Selected passage:

Students studying or vacationing abroad should avoid the current political and economic turmoil associated with southeastern Europe, specifically Greece. Greece opened Europe’s door to more than 850,000 refugees — a huge mistake.
The Guardian estimates that over another million refugees will enter Europe this year, many through Greece. For a country with a population of about 11 million, the uncontrollable inflow of refugees is disastrous to Greece and the European Union.
Unfortunately for the EU, Greece is part of the Schengen Area, a group of 26 European countries without passports or border control with each other. Basically, once the refugees are in the EU, no one knows where they will go or which country will be stuck with the consequences.
Some European countries are demanding Greece stop the refugees. Hungary’s prime minister, Viktor Orbán, called for walling off Greece from the rest of Europe. Rumors of other ideas include sinking the refugee boats, imprisoning refugees or imprisoning people helping refugees.
Destroying refugees’ lives should not be an option, but the EU should give Greece an ultimatum: fix the problem or exit the EU. Countries all over Europe are fed up with the violence and economic trouble the refugees bring with them, and should punish Greece for letting them in.
According to The Telegraph, 516 criminal complaints have been filed in regard to a mob attack in Cologne, Germany on New Year’s Eve with migrants being exclusively responsible. Forty percent of the complaints filed were related to sexual assaults. Women were groped, robbed and assaulted by this mob.

Image annotation data:
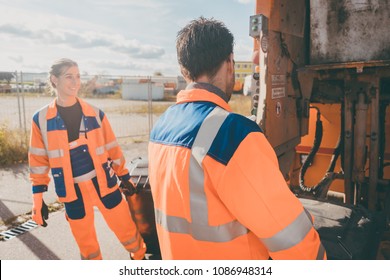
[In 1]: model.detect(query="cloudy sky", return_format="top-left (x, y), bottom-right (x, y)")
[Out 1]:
top-left (0, 0), bottom-right (255, 76)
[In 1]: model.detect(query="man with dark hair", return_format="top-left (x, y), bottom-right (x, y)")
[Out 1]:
top-left (149, 17), bottom-right (326, 260)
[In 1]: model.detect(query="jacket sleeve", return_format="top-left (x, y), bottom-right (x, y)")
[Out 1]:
top-left (101, 112), bottom-right (130, 181)
top-left (217, 132), bottom-right (326, 259)
top-left (28, 113), bottom-right (50, 193)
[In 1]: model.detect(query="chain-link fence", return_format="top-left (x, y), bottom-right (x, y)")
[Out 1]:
top-left (0, 72), bottom-right (185, 142)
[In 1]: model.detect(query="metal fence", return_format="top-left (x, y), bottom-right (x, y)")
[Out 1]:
top-left (0, 72), bottom-right (183, 138)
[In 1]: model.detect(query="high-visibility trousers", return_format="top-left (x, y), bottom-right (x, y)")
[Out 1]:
top-left (65, 137), bottom-right (146, 260)
top-left (65, 179), bottom-right (146, 260)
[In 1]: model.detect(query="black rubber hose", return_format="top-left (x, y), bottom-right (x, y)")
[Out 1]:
top-left (299, 107), bottom-right (323, 192)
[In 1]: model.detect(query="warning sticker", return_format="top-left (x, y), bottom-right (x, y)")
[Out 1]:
top-left (271, 75), bottom-right (286, 86)
top-left (275, 101), bottom-right (282, 117)
top-left (272, 87), bottom-right (286, 99)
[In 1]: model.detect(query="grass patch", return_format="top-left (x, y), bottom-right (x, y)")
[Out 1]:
top-left (0, 124), bottom-right (28, 167)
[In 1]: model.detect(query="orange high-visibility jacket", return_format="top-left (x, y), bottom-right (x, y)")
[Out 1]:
top-left (29, 98), bottom-right (130, 202)
top-left (148, 84), bottom-right (326, 259)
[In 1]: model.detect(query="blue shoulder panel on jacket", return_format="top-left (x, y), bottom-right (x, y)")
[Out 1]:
top-left (47, 115), bottom-right (66, 131)
top-left (84, 117), bottom-right (100, 131)
top-left (208, 113), bottom-right (262, 165)
top-left (150, 102), bottom-right (215, 148)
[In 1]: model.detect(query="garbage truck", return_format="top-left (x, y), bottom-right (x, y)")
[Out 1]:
top-left (125, 0), bottom-right (390, 259)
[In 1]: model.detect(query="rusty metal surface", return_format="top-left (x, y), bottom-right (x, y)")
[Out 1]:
top-left (310, 0), bottom-right (390, 64)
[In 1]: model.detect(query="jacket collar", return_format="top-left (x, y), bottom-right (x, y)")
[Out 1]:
top-left (46, 97), bottom-right (96, 119)
top-left (176, 83), bottom-right (232, 112)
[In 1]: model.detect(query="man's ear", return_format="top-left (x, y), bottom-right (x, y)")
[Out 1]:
top-left (227, 53), bottom-right (235, 72)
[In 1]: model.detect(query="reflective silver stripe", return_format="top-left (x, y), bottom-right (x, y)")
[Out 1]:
top-left (90, 105), bottom-right (102, 127)
top-left (105, 141), bottom-right (118, 151)
top-left (95, 146), bottom-right (105, 155)
top-left (260, 208), bottom-right (312, 252)
top-left (47, 149), bottom-right (64, 158)
top-left (81, 250), bottom-right (100, 260)
top-left (317, 244), bottom-right (325, 260)
top-left (30, 166), bottom-right (49, 174)
top-left (112, 156), bottom-right (125, 165)
top-left (155, 209), bottom-right (248, 242)
top-left (38, 105), bottom-right (49, 150)
top-left (155, 107), bottom-right (248, 242)
top-left (73, 169), bottom-right (96, 183)
top-left (122, 231), bottom-right (142, 253)
top-left (28, 147), bottom-right (47, 156)
top-left (189, 106), bottom-right (229, 225)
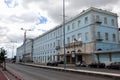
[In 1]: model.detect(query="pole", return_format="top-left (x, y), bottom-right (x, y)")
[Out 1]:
top-left (63, 0), bottom-right (66, 69)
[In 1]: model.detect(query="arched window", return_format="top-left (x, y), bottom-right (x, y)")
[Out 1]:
top-left (97, 48), bottom-right (102, 51)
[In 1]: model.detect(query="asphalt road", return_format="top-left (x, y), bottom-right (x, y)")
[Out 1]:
top-left (7, 63), bottom-right (114, 80)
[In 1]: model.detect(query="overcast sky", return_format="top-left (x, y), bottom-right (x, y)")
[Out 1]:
top-left (0, 0), bottom-right (120, 57)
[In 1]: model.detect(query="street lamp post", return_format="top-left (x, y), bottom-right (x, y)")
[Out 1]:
top-left (11, 41), bottom-right (17, 58)
top-left (73, 38), bottom-right (77, 64)
top-left (63, 0), bottom-right (66, 69)
top-left (21, 28), bottom-right (31, 62)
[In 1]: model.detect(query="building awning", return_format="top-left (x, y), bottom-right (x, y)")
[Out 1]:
top-left (94, 49), bottom-right (120, 53)
top-left (56, 52), bottom-right (91, 56)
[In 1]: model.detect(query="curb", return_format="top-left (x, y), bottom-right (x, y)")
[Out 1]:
top-left (6, 69), bottom-right (23, 80)
top-left (20, 63), bottom-right (120, 80)
top-left (1, 70), bottom-right (10, 80)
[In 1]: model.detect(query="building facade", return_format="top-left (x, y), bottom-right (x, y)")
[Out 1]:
top-left (17, 7), bottom-right (120, 64)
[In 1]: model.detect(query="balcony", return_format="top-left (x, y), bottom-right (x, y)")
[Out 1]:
top-left (96, 19), bottom-right (102, 24)
top-left (65, 41), bottom-right (82, 48)
top-left (96, 38), bottom-right (103, 42)
top-left (55, 46), bottom-right (60, 50)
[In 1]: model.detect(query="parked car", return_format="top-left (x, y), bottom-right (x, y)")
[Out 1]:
top-left (106, 62), bottom-right (120, 69)
top-left (76, 61), bottom-right (87, 67)
top-left (47, 61), bottom-right (58, 66)
top-left (88, 63), bottom-right (105, 68)
top-left (57, 60), bottom-right (64, 64)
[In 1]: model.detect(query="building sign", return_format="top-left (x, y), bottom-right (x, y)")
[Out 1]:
top-left (71, 51), bottom-right (75, 58)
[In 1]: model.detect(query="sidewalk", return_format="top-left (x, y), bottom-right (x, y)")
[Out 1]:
top-left (0, 69), bottom-right (8, 80)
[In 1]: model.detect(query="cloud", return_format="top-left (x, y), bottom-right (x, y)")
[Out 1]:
top-left (4, 0), bottom-right (18, 8)
top-left (23, 0), bottom-right (119, 24)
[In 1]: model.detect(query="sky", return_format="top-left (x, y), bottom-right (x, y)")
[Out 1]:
top-left (0, 0), bottom-right (120, 58)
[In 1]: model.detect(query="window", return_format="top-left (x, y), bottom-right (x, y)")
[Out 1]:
top-left (53, 42), bottom-right (55, 47)
top-left (78, 33), bottom-right (82, 41)
top-left (78, 20), bottom-right (80, 27)
top-left (54, 32), bottom-right (55, 37)
top-left (105, 33), bottom-right (108, 41)
top-left (112, 34), bottom-right (116, 41)
top-left (104, 17), bottom-right (107, 24)
top-left (97, 32), bottom-right (101, 39)
top-left (72, 35), bottom-right (75, 42)
top-left (96, 15), bottom-right (100, 21)
top-left (111, 19), bottom-right (115, 26)
top-left (85, 32), bottom-right (88, 41)
top-left (67, 25), bottom-right (70, 31)
top-left (72, 23), bottom-right (75, 29)
top-left (67, 37), bottom-right (70, 43)
top-left (85, 17), bottom-right (88, 24)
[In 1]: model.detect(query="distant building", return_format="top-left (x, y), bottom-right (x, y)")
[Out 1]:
top-left (17, 7), bottom-right (120, 64)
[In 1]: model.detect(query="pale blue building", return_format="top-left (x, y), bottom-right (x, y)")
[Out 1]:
top-left (16, 7), bottom-right (120, 64)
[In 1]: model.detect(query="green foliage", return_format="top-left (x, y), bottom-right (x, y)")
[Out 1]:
top-left (0, 48), bottom-right (7, 62)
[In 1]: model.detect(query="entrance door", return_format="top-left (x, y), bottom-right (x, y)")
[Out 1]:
top-left (77, 55), bottom-right (82, 62)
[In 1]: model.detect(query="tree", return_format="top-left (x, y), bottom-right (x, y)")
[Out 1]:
top-left (0, 48), bottom-right (7, 69)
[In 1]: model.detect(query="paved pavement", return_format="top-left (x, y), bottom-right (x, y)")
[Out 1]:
top-left (7, 63), bottom-right (114, 80)
top-left (0, 69), bottom-right (8, 80)
top-left (30, 63), bottom-right (120, 74)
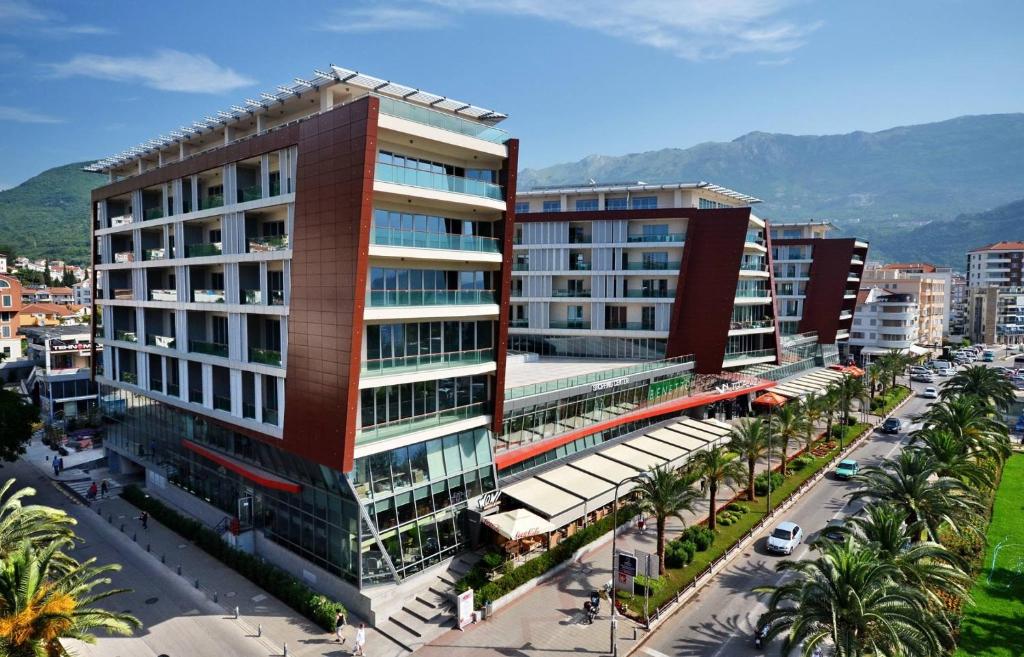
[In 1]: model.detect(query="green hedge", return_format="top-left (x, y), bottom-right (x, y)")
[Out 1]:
top-left (121, 486), bottom-right (345, 631)
top-left (455, 505), bottom-right (639, 609)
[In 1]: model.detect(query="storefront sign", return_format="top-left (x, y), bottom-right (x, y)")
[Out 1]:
top-left (591, 377), bottom-right (630, 392)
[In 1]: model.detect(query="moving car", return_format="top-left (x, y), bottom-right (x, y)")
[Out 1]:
top-left (882, 418), bottom-right (903, 434)
top-left (767, 522), bottom-right (804, 555)
top-left (836, 458), bottom-right (860, 479)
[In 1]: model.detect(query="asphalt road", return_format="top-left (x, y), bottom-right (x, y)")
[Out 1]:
top-left (635, 380), bottom-right (941, 657)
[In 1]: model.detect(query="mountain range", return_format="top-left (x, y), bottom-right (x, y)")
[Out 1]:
top-left (0, 114), bottom-right (1024, 268)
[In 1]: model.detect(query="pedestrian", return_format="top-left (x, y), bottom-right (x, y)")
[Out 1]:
top-left (334, 611), bottom-right (345, 644)
top-left (352, 623), bottom-right (367, 655)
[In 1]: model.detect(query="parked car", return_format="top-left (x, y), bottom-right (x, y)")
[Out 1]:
top-left (836, 458), bottom-right (860, 479)
top-left (767, 522), bottom-right (804, 555)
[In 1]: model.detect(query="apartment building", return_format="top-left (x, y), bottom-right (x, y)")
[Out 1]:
top-left (769, 221), bottom-right (868, 345)
top-left (0, 274), bottom-right (23, 360)
top-left (91, 63), bottom-right (518, 620)
top-left (864, 266), bottom-right (946, 348)
top-left (509, 182), bottom-right (778, 374)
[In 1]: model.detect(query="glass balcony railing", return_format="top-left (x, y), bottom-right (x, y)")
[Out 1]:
top-left (356, 401), bottom-right (487, 444)
top-left (372, 227), bottom-right (501, 253)
top-left (370, 290), bottom-right (495, 306)
top-left (626, 232), bottom-right (686, 243)
top-left (377, 96), bottom-right (509, 143)
top-left (145, 335), bottom-right (175, 349)
top-left (374, 162), bottom-right (505, 201)
top-left (249, 347), bottom-right (281, 366)
top-left (249, 235), bottom-right (289, 253)
top-left (185, 242), bottom-right (222, 258)
top-left (188, 340), bottom-right (227, 358)
top-left (362, 349), bottom-right (495, 377)
top-left (548, 319), bottom-right (590, 329)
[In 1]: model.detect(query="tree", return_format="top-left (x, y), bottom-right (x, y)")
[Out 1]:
top-left (848, 449), bottom-right (982, 541)
top-left (0, 538), bottom-right (141, 657)
top-left (690, 444), bottom-right (743, 530)
top-left (771, 401), bottom-right (806, 477)
top-left (635, 466), bottom-right (700, 574)
top-left (729, 418), bottom-right (770, 501)
top-left (755, 538), bottom-right (953, 657)
top-left (0, 389), bottom-right (39, 462)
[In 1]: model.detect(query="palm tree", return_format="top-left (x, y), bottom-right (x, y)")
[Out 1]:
top-left (771, 401), bottom-right (807, 477)
top-left (0, 538), bottom-right (141, 657)
top-left (690, 443), bottom-right (743, 530)
top-left (939, 365), bottom-right (1014, 408)
top-left (755, 538), bottom-right (952, 657)
top-left (848, 449), bottom-right (982, 541)
top-left (636, 466), bottom-right (700, 574)
top-left (729, 418), bottom-right (771, 501)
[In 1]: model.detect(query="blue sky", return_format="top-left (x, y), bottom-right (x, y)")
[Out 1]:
top-left (0, 0), bottom-right (1024, 187)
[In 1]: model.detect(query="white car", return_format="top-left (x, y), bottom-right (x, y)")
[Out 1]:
top-left (767, 522), bottom-right (804, 555)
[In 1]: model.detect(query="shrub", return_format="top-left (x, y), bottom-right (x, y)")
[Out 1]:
top-left (121, 486), bottom-right (345, 631)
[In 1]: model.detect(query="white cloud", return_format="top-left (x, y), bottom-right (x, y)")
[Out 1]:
top-left (53, 50), bottom-right (254, 93)
top-left (423, 0), bottom-right (820, 60)
top-left (321, 5), bottom-right (450, 32)
top-left (0, 105), bottom-right (63, 123)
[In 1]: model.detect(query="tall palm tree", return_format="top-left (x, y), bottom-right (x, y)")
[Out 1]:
top-left (939, 365), bottom-right (1014, 408)
top-left (729, 418), bottom-right (771, 501)
top-left (755, 538), bottom-right (952, 657)
top-left (690, 443), bottom-right (743, 530)
top-left (771, 401), bottom-right (807, 477)
top-left (0, 539), bottom-right (141, 657)
top-left (635, 466), bottom-right (700, 574)
top-left (848, 449), bottom-right (982, 542)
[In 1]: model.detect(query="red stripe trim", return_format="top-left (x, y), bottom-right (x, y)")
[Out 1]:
top-left (181, 440), bottom-right (302, 493)
top-left (495, 381), bottom-right (775, 470)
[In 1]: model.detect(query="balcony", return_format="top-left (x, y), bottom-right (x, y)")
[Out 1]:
top-left (356, 401), bottom-right (487, 444)
top-left (150, 290), bottom-right (178, 301)
top-left (145, 335), bottom-right (175, 349)
top-left (372, 227), bottom-right (501, 253)
top-left (362, 349), bottom-right (495, 377)
top-left (374, 162), bottom-right (505, 201)
top-left (377, 96), bottom-right (509, 143)
top-left (249, 347), bottom-right (281, 367)
top-left (548, 319), bottom-right (590, 329)
top-left (626, 232), bottom-right (686, 244)
top-left (188, 340), bottom-right (227, 358)
top-left (185, 242), bottom-right (222, 258)
top-left (370, 290), bottom-right (495, 306)
top-left (193, 290), bottom-right (224, 303)
top-left (114, 329), bottom-right (138, 342)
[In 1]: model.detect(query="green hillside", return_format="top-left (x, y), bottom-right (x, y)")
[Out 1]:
top-left (0, 162), bottom-right (105, 265)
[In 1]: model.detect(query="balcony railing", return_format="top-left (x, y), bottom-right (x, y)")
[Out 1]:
top-left (114, 330), bottom-right (138, 342)
top-left (185, 242), bottom-right (222, 258)
top-left (372, 226), bottom-right (501, 253)
top-left (374, 162), bottom-right (505, 201)
top-left (249, 235), bottom-right (288, 253)
top-left (377, 96), bottom-right (509, 143)
top-left (626, 232), bottom-right (686, 243)
top-left (362, 349), bottom-right (495, 377)
top-left (370, 290), bottom-right (495, 306)
top-left (356, 401), bottom-right (487, 444)
top-left (150, 290), bottom-right (178, 301)
top-left (145, 335), bottom-right (175, 349)
top-left (188, 340), bottom-right (227, 358)
top-left (249, 347), bottom-right (281, 366)
top-left (548, 319), bottom-right (590, 329)
top-left (193, 290), bottom-right (224, 303)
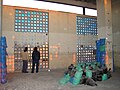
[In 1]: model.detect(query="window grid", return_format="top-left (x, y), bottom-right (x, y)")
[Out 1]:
top-left (76, 16), bottom-right (97, 35)
top-left (15, 9), bottom-right (49, 33)
top-left (77, 43), bottom-right (96, 63)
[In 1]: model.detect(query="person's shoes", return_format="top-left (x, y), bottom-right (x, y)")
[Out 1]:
top-left (25, 71), bottom-right (28, 73)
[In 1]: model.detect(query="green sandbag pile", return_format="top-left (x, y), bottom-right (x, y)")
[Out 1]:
top-left (100, 45), bottom-right (105, 52)
top-left (72, 71), bottom-right (83, 85)
top-left (59, 74), bottom-right (70, 85)
top-left (102, 74), bottom-right (108, 81)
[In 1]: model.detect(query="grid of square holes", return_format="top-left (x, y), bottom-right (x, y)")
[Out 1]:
top-left (15, 9), bottom-right (49, 33)
top-left (76, 16), bottom-right (97, 35)
top-left (14, 43), bottom-right (49, 71)
top-left (77, 43), bottom-right (96, 63)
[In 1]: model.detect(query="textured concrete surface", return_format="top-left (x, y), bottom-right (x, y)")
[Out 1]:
top-left (0, 70), bottom-right (120, 90)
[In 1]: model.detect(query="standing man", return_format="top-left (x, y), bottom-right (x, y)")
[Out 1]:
top-left (21, 47), bottom-right (29, 73)
top-left (31, 47), bottom-right (40, 73)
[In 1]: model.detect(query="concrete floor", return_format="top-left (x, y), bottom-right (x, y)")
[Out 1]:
top-left (0, 70), bottom-right (120, 90)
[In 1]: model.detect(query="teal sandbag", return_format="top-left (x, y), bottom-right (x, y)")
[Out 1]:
top-left (59, 78), bottom-right (68, 85)
top-left (74, 71), bottom-right (83, 78)
top-left (59, 74), bottom-right (70, 85)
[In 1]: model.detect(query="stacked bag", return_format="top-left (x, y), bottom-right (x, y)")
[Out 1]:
top-left (59, 62), bottom-right (111, 86)
top-left (0, 36), bottom-right (7, 84)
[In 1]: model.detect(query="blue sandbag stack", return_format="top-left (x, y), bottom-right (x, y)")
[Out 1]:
top-left (0, 36), bottom-right (7, 84)
top-left (96, 39), bottom-right (106, 65)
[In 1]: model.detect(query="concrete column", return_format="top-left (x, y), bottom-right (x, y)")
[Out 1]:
top-left (97, 0), bottom-right (113, 70)
top-left (0, 0), bottom-right (2, 37)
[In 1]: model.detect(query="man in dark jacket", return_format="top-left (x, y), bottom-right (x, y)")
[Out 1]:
top-left (31, 47), bottom-right (40, 73)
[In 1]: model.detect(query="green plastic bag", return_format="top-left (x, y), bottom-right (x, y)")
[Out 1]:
top-left (102, 74), bottom-right (108, 81)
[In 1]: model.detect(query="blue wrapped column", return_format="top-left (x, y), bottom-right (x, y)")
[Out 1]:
top-left (0, 36), bottom-right (7, 84)
top-left (96, 39), bottom-right (106, 65)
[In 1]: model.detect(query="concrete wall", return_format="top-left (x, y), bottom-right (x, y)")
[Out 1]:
top-left (112, 0), bottom-right (120, 69)
top-left (2, 6), bottom-right (97, 69)
top-left (46, 0), bottom-right (96, 9)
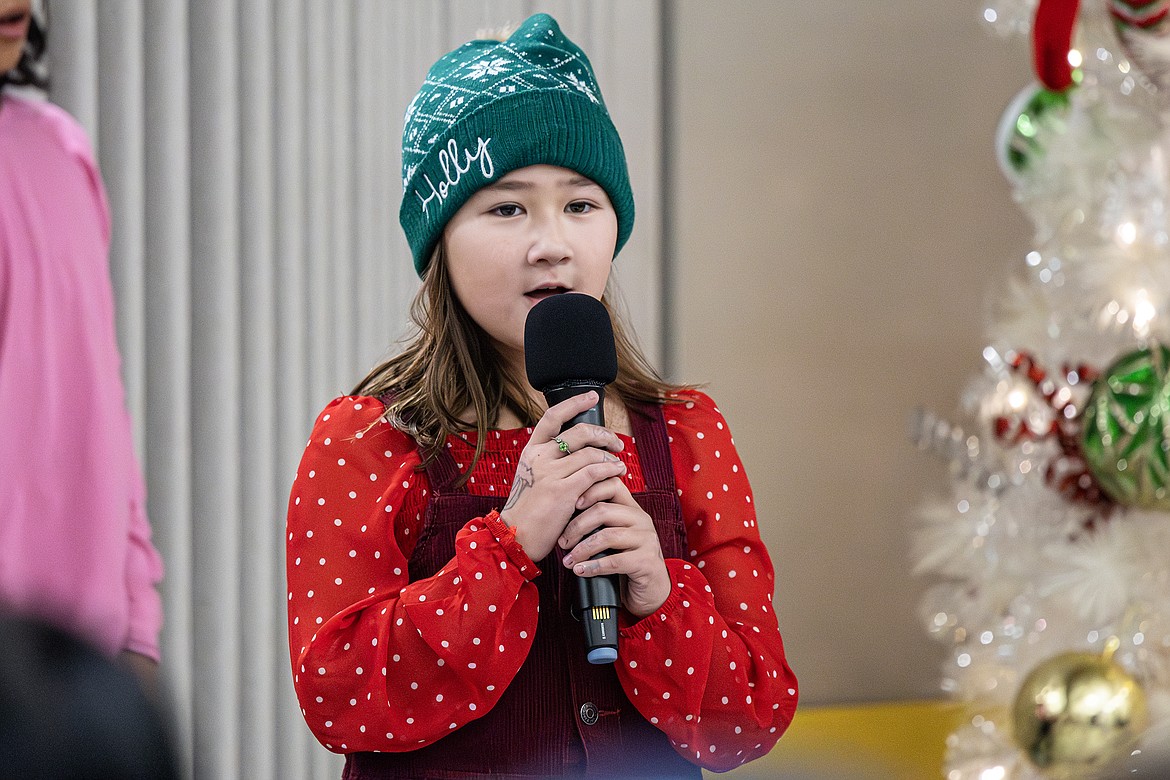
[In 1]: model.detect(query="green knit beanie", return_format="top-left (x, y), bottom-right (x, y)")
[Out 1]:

Written request: In the text about refugees entering Europe through Greece, how many European countries make up the Schengen Area?

Exercise output: 26